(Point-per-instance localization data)
◇ ◇ ◇
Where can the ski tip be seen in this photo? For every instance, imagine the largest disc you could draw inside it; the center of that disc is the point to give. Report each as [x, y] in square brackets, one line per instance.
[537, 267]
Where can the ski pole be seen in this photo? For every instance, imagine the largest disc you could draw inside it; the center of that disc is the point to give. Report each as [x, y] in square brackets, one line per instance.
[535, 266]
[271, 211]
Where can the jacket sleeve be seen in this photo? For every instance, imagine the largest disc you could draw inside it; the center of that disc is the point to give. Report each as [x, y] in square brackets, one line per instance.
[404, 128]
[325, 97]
◇ ◇ ◇
=== Required action ===
Output the line bearing "Where can the jacket" along with all the lines after it through the end of the entries, exactly, and no other lines.

=== Your response ===
Where can the jacket sleeve be seen in this photo? For every instance, imagine the largest disc you could draw inside it; the center of that disc is the point to give. Report each as [x, y] in square brackets, one line per instance.
[404, 128]
[325, 97]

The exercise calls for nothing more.